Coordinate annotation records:
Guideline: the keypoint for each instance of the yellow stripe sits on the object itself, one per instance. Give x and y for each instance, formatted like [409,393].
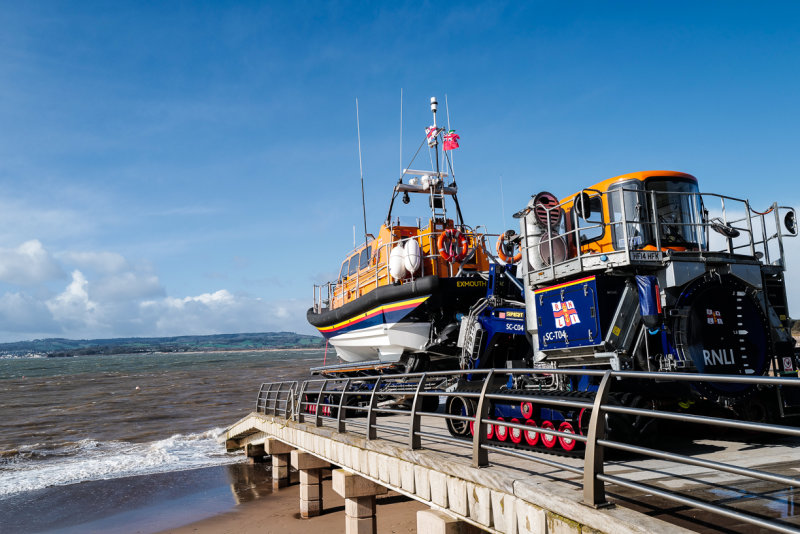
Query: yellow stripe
[374,310]
[566,284]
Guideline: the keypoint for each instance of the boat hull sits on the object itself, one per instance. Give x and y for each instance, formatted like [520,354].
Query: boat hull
[392,321]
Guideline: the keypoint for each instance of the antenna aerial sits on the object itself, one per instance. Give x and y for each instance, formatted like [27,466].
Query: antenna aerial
[361,171]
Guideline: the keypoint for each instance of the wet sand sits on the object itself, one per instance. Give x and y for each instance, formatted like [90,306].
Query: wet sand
[236,499]
[280,514]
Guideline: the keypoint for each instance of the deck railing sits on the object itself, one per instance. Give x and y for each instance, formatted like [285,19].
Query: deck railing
[710,223]
[336,292]
[355,405]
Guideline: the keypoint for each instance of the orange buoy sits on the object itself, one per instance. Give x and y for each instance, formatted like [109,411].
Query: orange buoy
[502,254]
[453,246]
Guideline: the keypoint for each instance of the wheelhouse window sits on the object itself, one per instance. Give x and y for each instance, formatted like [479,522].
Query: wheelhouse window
[353,265]
[365,255]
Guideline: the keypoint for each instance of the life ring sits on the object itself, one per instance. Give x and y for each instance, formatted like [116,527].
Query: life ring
[452,245]
[501,253]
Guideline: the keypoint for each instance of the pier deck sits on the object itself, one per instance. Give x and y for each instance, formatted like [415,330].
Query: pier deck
[515,495]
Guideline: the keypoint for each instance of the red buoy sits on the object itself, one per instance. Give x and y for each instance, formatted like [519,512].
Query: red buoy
[531,436]
[516,433]
[548,440]
[501,431]
[566,443]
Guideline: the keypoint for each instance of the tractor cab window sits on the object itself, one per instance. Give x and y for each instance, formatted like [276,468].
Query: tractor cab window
[627,204]
[678,211]
[666,205]
[591,226]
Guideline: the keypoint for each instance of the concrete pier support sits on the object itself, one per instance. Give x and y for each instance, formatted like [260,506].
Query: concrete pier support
[359,501]
[310,468]
[280,461]
[255,453]
[435,522]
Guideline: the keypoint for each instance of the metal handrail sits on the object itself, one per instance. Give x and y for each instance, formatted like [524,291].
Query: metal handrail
[333,394]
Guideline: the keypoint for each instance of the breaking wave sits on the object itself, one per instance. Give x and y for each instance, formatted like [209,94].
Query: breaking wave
[35,467]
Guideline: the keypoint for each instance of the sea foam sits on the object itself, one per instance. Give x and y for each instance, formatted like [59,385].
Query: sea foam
[32,468]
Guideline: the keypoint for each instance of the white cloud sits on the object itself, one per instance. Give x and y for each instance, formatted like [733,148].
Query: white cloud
[109,296]
[222,312]
[127,286]
[72,308]
[28,264]
[25,315]
[102,262]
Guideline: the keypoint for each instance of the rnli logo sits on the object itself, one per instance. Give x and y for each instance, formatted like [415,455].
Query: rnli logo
[471,283]
[565,314]
[713,316]
[719,357]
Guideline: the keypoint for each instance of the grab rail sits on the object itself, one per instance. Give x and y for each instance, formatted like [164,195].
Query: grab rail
[354,405]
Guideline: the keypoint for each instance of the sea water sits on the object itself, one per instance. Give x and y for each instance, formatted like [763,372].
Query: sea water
[97,419]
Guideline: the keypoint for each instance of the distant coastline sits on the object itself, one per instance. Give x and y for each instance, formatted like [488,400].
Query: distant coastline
[263,341]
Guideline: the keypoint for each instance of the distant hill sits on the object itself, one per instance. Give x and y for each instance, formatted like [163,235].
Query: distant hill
[71,347]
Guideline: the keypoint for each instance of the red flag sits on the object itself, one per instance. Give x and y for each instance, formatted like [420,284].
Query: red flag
[430,134]
[451,140]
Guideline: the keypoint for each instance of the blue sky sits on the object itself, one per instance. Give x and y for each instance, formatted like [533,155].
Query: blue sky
[184,167]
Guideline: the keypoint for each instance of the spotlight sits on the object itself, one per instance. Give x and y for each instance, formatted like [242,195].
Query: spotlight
[790,223]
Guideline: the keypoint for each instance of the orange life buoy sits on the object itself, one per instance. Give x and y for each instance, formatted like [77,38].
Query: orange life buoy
[452,245]
[501,253]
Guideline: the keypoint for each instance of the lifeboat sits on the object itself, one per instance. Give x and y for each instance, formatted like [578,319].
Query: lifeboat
[399,296]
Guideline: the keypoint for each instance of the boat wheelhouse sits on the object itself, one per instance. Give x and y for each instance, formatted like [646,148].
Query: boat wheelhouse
[398,296]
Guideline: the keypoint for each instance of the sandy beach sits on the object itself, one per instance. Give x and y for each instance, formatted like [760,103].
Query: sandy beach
[279,513]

▸ **What you have to do**: In the listing above, find the line with "Guideline: the keypoint for each instance of the orange life" and set down that line and all after it exactly, through the final line.

▸ **Complete answer**:
Guideline: the keypoint for each instance of the orange life buoy sits on the object itself, one per instance. Give x and y for each instance, formatted like [77,38].
Query: orange life buoy
[452,245]
[501,253]
Guideline: the keypoint for each instance of the lifeboat sits on the object itself, one per instance. Give x and y for each instance, formatted like [578,319].
Query: lifeboat
[399,296]
Guideline: the keypoint for each instance of the boat wheelhouse sits on the object itself, one per instance. Give x and y for each instance, formatted like [646,148].
Query: boat wheelhouse
[398,296]
Guideline: the keypoint for each instance of the sandy beach sits on the object itself, one per instance. Give x and y for each instance, formatted like [760,103].
Query: sandy beach
[279,513]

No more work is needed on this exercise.